* Start DATASET *

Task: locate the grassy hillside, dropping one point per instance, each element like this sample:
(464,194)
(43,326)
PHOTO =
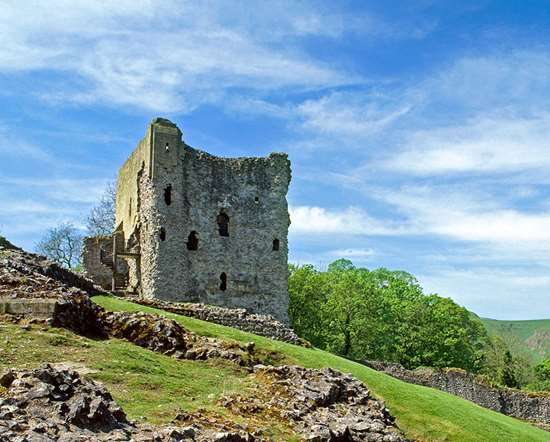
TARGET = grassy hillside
(531,336)
(423,413)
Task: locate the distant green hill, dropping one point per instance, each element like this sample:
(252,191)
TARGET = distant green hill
(532,337)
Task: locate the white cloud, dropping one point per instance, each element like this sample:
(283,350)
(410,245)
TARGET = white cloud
(360,254)
(168,57)
(350,114)
(348,221)
(466,214)
(493,292)
(481,145)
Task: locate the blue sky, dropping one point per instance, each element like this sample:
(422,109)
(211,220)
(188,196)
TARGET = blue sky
(419,131)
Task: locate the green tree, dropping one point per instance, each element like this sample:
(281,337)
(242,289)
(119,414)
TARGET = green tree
(382,314)
(62,244)
(542,370)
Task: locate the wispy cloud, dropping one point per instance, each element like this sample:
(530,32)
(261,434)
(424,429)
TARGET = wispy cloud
(171,57)
(482,145)
(348,221)
(494,293)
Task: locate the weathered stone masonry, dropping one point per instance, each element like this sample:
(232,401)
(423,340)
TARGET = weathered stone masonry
(193,227)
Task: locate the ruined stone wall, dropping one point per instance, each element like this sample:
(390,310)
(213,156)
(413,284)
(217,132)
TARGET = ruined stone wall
(127,201)
(92,251)
(524,405)
(263,325)
(183,191)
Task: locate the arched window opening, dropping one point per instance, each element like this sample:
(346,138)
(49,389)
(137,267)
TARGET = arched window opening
(223,282)
(193,241)
(168,195)
(223,224)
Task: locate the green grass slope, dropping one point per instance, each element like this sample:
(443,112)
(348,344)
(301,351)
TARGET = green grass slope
(423,413)
(530,336)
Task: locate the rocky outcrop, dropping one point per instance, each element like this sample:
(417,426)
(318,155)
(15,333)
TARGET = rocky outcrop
(167,336)
(524,405)
(47,405)
(31,285)
(240,318)
(321,405)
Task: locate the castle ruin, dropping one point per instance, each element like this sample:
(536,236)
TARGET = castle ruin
(193,227)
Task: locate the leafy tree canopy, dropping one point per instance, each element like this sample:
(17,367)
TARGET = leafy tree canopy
(383,315)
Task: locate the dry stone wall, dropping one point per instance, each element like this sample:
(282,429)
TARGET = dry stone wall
(524,405)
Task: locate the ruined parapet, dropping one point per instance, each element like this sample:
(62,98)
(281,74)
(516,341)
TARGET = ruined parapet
(201,228)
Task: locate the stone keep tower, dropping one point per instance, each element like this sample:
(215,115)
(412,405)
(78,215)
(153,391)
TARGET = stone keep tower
(193,227)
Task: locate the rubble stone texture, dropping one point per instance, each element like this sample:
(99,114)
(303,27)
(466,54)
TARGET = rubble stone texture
(321,405)
(263,325)
(33,286)
(194,227)
(167,336)
(47,405)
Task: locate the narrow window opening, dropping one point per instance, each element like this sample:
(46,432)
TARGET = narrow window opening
(223,224)
(168,195)
(193,241)
(223,282)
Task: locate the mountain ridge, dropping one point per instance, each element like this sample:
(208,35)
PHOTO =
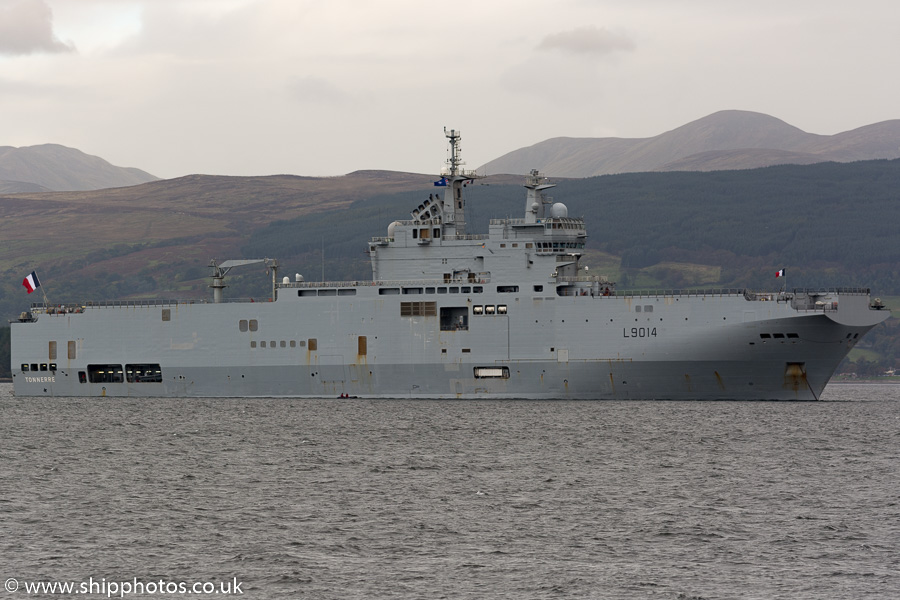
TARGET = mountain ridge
(55,167)
(728,139)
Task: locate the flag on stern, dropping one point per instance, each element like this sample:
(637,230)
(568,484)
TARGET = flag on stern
(31,282)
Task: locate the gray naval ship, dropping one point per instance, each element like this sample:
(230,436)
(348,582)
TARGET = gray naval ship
(449,314)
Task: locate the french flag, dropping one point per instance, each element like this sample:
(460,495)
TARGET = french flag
(31,282)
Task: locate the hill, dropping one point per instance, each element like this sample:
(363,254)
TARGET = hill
(725,140)
(828,224)
(55,167)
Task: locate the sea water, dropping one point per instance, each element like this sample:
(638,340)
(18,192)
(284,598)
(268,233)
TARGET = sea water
(408,498)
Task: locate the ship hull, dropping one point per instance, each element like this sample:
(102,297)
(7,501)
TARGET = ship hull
(368,345)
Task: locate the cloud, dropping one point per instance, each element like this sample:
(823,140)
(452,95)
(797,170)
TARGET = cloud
(26,27)
(587,40)
(316,90)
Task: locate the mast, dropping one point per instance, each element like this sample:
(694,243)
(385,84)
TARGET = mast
(453,203)
(535,201)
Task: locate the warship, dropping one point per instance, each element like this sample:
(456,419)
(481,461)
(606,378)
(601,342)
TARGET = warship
(451,314)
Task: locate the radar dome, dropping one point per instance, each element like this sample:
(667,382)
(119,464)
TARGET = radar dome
(559,211)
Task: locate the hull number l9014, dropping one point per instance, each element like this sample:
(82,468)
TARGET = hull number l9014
(639,332)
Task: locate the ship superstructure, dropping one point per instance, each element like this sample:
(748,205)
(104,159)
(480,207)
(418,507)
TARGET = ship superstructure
(449,314)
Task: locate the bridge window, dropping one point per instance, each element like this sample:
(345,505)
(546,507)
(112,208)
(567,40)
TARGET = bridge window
(491,372)
(105,374)
(143,373)
(418,309)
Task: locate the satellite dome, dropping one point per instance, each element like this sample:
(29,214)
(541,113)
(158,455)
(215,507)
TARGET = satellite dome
(559,211)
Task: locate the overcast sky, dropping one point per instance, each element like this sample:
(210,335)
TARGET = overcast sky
(326,87)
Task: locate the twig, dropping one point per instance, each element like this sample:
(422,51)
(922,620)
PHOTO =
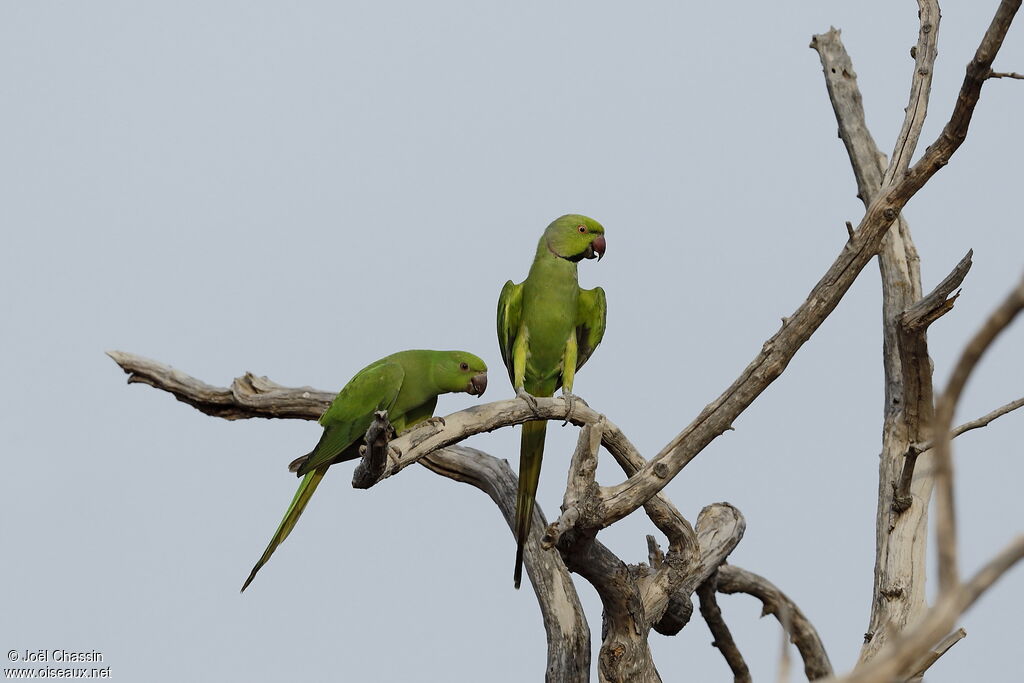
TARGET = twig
(925,53)
(901,655)
(564,622)
(249,396)
(581,488)
(720,631)
(978,423)
(720,527)
(945,514)
(780,348)
(802,633)
(911,336)
(933,655)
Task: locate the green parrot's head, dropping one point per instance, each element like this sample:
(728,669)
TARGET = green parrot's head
(461,371)
(574,238)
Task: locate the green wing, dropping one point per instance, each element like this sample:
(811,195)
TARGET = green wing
(509,316)
(374,388)
(349,416)
(591,312)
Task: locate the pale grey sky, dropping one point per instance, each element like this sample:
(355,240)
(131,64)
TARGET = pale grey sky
(241,185)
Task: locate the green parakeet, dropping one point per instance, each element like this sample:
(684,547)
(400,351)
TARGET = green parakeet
(407,385)
(547,329)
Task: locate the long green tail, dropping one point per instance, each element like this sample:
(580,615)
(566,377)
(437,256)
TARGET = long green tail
(530,454)
(302,496)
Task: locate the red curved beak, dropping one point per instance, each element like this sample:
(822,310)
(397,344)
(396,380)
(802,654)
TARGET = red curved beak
(477,385)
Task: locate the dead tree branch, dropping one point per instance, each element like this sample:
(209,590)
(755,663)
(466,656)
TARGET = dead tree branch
(933,655)
(564,622)
(720,631)
(977,423)
(899,658)
(802,633)
(779,349)
(911,331)
(944,511)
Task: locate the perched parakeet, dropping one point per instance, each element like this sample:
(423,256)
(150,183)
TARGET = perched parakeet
(407,385)
(547,329)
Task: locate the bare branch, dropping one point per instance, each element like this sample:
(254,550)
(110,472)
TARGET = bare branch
(924,53)
(911,331)
(933,655)
(938,302)
(823,298)
(249,396)
(654,555)
(720,527)
(978,423)
(1011,74)
(564,622)
(944,511)
(899,658)
(802,633)
(720,631)
(581,496)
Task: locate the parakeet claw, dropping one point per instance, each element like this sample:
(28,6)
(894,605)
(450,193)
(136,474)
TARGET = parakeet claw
(530,400)
(569,399)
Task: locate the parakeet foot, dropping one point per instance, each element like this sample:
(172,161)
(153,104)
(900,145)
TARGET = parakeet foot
(569,399)
(529,398)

* End DATASET *

> WHAT IS BEING ASKED
Lines from the one containing "Task: locate the parakeet claw, dropping" through the final line are to be given again verbatim, with nothing before or after.

> RESULT
Task: locate the parakeet claw, dropping one point per instance, each element like this sample:
(28,6)
(894,605)
(450,193)
(136,474)
TARGET = parakeet claw
(530,400)
(569,399)
Task: locate the parakeet foot, dropping one point per instance, each element like this sample:
(172,161)
(153,104)
(900,145)
TARGET = parakeet foot
(569,399)
(529,398)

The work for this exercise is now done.